Acid Reflux (GER), Milk Protein Allergy vs
Lactose Intolerance in Colic



Infant colic has more than one potential cause - the word ”colic” can apply to any otherwise healthy baby that cries inconsolably for more than three hours a day, three days a week, for three or more weeks. Other symptoms can include fussiness, moaning, bloating and persistent gas.

Here’s a quick guide to the most frequently occurring colic causes:


Infant Lactose Intolerance or Transient Lactase Deficiency (TLD).


This is different from adult lactose intolerance, which usually sets in when a child is in grade school or later. TLD is a result of an immature digestive system and usually disappears by the time a baby is three or four months old. It is quite common and proven to account for about 40% of colic cases. Infants with transient lactase deficiency have trouble breaking down the lactose sugars in milk (both breast milk and cow’s milk-based formula), leading to discomfort and excessive crying. Colief® Infant Drops is a safe, natural lactase enzyme added to baby’s milk before he is fed to help break down that lactose. Colief® Infant Drops has been shown to reduce crying times in affected babies by up to 45%.


Acid Reflux or Gastro Esophageal Reflux Disease (GER or GERD).

══════

[TASK SET]:
1 – Return everything in the colic guide from "This is different" down to "(GER or GERD).", copied word for word.
2 – Besides inconsolable crying, which other symptoms of colic does the colic guide list?
3 – According to the colic guide, about what share of colic cases does transient lactase deficiency account for?

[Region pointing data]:
══════

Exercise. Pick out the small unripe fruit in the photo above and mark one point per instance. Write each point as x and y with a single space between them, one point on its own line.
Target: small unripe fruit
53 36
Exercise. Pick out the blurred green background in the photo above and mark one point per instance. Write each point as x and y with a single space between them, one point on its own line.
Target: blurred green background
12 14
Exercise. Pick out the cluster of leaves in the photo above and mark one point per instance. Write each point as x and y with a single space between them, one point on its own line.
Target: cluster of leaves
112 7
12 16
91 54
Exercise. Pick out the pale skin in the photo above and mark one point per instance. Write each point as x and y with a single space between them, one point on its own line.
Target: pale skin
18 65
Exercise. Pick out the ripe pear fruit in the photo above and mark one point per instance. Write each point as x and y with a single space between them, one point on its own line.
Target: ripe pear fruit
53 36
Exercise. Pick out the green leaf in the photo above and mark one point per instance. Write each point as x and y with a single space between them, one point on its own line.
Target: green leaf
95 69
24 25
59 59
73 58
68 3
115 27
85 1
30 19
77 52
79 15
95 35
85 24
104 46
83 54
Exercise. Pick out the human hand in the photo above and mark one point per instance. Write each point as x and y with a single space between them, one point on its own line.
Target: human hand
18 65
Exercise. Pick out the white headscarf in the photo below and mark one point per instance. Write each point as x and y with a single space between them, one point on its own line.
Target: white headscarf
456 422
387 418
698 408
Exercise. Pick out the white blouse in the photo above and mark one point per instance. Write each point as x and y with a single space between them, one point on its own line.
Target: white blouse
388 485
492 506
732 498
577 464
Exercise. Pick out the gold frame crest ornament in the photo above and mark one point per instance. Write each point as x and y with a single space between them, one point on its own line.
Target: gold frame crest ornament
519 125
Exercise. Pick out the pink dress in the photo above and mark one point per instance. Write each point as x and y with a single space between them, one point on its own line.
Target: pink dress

══════

[SET OF ANSWERS]:
1 –
This is different from adult lactose intolerance, which usually sets in when a child is in grade school or later. TLD is a result of an immature digestive system and usually disappears by the time a baby is three or four months old. It is quite common and proven to account for about 40% of colic cases. Infants with transient lactase deficiency have trouble breaking down the lactose sugars in milk (both breast milk and cow’s milk-based formula), leading to discomfort and excessive crying. Colief® Infant Drops is a safe, natural lactase enzyme added to baby’s milk before he is fed to help break down that lactose. Colief® Infant Drops has been shown to reduce crying times in affected babies by up to 45%.


Acid Reflux or Gastro Esophageal Reflux Disease (GER or GERD).

2 – Fussiness, moaning, bloating, persistent gas

3 – About 40%